## EXERCISE OBJECTIVE
Repeat word for word the line with "of the distant" and every line after it until the records below run out.
───── DATA RECORDS ─────
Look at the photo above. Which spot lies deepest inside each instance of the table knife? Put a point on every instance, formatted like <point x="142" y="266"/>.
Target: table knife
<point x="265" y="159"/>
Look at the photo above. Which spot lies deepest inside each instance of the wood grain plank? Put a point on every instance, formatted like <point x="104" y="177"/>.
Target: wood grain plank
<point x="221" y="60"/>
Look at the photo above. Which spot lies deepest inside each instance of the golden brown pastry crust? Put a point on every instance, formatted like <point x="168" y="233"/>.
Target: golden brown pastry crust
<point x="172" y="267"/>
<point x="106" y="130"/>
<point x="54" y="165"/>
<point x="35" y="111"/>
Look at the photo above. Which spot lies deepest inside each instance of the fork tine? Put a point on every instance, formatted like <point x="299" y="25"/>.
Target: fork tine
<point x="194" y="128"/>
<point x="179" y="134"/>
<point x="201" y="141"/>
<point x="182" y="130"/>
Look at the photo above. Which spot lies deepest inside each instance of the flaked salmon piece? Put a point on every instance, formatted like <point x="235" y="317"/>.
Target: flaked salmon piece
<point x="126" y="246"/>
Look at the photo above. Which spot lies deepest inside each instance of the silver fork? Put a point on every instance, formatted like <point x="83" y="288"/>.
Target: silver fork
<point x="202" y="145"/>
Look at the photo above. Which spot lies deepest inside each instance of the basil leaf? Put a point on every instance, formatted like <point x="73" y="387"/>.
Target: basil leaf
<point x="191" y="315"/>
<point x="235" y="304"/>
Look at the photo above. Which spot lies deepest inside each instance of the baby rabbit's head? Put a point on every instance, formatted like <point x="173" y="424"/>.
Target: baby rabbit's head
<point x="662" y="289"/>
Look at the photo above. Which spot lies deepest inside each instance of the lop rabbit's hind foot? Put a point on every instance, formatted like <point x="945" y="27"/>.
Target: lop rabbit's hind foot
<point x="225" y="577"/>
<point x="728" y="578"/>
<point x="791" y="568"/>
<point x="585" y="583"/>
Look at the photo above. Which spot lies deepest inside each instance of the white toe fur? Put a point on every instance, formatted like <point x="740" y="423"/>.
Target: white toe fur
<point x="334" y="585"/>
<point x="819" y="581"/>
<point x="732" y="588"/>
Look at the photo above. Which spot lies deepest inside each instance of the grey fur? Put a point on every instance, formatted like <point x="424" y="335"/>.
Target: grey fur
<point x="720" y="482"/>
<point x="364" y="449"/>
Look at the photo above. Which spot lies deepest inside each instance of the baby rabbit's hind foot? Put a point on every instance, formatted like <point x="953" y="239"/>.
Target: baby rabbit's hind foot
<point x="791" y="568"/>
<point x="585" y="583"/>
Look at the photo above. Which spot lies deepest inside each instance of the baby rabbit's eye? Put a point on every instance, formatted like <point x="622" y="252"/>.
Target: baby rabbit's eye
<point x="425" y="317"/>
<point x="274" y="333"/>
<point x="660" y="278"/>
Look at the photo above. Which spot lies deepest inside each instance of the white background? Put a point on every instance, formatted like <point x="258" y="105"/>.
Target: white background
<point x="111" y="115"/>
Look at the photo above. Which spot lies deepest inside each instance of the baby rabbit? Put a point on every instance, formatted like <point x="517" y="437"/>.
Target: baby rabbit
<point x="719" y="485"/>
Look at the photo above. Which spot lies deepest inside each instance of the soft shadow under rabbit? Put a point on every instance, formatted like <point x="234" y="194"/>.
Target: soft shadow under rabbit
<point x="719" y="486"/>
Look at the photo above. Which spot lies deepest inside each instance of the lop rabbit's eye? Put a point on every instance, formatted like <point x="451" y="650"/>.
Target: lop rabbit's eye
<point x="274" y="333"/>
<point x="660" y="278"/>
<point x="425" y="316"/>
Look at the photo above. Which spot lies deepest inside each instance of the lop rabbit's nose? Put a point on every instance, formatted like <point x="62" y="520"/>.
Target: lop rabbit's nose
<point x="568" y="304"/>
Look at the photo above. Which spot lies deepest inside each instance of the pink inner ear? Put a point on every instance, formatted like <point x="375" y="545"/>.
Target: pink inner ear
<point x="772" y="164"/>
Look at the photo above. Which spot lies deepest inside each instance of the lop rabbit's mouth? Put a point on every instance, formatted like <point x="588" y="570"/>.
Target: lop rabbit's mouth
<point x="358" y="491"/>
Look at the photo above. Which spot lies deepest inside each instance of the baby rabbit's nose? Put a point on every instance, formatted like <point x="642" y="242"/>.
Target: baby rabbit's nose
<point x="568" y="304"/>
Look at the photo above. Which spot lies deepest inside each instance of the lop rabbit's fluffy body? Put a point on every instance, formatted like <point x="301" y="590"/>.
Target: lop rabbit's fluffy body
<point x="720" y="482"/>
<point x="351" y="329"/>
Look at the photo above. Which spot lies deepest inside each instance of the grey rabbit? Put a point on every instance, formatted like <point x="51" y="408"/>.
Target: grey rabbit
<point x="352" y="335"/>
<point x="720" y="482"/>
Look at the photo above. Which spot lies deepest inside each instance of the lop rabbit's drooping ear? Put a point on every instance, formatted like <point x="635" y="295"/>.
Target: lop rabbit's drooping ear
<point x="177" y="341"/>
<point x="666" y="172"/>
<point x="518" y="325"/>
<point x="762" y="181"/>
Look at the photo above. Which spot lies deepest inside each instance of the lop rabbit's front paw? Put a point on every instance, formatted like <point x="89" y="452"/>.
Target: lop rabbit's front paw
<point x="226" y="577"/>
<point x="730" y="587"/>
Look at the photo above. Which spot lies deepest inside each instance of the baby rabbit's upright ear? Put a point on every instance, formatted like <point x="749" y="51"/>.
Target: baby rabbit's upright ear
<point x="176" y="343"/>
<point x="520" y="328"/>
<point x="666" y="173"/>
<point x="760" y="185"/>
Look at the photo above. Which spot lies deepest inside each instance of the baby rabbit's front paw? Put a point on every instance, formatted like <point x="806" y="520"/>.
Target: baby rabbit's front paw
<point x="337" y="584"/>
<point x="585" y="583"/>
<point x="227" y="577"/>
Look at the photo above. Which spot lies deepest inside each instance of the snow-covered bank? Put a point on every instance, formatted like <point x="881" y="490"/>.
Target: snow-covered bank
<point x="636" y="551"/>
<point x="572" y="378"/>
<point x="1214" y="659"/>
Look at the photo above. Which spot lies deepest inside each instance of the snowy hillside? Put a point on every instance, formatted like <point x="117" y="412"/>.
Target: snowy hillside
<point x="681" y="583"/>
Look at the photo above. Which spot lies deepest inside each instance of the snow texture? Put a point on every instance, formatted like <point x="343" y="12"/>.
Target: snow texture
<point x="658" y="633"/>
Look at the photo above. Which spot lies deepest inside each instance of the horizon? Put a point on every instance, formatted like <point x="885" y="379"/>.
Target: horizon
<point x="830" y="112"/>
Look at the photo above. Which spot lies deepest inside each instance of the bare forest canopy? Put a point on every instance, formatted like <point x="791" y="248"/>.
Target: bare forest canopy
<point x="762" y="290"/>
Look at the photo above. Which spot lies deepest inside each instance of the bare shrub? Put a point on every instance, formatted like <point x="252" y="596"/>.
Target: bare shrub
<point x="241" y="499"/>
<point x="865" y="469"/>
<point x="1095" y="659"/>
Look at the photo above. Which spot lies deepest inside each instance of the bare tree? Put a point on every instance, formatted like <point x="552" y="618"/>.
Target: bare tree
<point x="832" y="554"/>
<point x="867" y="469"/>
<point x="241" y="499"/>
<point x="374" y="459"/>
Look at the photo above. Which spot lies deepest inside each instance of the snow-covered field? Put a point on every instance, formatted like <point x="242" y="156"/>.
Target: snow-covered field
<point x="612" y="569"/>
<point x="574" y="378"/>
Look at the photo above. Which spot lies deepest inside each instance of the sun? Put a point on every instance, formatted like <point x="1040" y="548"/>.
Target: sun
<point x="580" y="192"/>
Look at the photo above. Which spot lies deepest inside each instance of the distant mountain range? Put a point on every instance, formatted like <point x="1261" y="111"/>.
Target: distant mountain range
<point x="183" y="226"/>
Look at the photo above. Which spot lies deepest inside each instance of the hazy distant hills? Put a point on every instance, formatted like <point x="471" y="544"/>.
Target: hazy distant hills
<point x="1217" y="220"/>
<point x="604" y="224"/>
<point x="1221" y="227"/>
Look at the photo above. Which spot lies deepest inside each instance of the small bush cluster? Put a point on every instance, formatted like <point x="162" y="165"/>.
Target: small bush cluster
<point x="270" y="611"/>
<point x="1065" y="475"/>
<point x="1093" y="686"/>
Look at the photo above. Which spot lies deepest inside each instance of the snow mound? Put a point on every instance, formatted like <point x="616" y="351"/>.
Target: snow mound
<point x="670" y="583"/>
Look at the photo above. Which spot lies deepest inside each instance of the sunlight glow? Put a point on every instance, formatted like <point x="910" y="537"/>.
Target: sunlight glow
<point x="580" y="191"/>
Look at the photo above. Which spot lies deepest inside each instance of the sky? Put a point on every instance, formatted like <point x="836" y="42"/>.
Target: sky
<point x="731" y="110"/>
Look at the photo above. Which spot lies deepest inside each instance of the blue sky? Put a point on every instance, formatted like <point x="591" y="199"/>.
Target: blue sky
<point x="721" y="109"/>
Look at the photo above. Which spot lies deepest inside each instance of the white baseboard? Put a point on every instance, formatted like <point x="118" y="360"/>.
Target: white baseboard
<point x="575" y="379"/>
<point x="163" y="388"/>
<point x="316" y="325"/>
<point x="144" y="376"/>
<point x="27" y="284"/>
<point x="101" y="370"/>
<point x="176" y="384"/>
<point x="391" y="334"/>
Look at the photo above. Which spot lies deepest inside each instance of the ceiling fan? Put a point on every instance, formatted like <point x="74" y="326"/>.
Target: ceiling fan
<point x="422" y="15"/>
─────
## EXERCISE ANSWER
Look at the photo above. Which spot lies deepest inside each instance of the distant mountain range? Put a point on every instance, formatted like <point x="1261" y="111"/>.
Target: distant mountain range
<point x="183" y="226"/>
Look at the photo above. Which spot lies deepest inside each instance of the hazy distant hills? Put a point on every instance, formatted like <point x="471" y="544"/>.
Target: hazy distant hills
<point x="1217" y="220"/>
<point x="604" y="224"/>
<point x="1221" y="227"/>
Look at the photo above. Which spot lies deepest inside each instance of the small bush cluster? Put a point on every instance, formatted like <point x="162" y="165"/>.
Target: small bush cluster
<point x="270" y="611"/>
<point x="1065" y="475"/>
<point x="1093" y="686"/>
Look at the photo above. Which spot lies deepest inside each instance of the snow mound? Put a point on every instance, formatted like <point x="616" y="351"/>.
Target: snow mound
<point x="670" y="583"/>
Look at the photo above. Which spot lies deepest inside each instance of the sunlight glow? Put a point on every instance, formatted like <point x="910" y="537"/>.
Target: sunlight glow
<point x="580" y="191"/>
Look at the photo above. Which spot lies deepest inside each instance of the sky? Put a point on every instance, formatted like <point x="836" y="42"/>.
Target: sky
<point x="731" y="110"/>
Look at the photo above. Which spot lies deepest inside each instance of the blue sky? Put a point on every instance, formatted like <point x="591" y="199"/>.
Target: blue sky
<point x="721" y="109"/>
Look at the photo above. Which spot lies deepest inside each instance of the white baseboard? Put a point on every instance, formatted like <point x="118" y="360"/>.
Target: white baseboard
<point x="575" y="379"/>
<point x="163" y="388"/>
<point x="316" y="325"/>
<point x="144" y="376"/>
<point x="27" y="284"/>
<point x="101" y="370"/>
<point x="176" y="384"/>
<point x="391" y="334"/>
Look at the photo above. Which spot lies deepest inside each instance of the ceiling fan? Put a point on every instance, formatted like <point x="74" y="326"/>.
Target: ceiling fan
<point x="422" y="15"/>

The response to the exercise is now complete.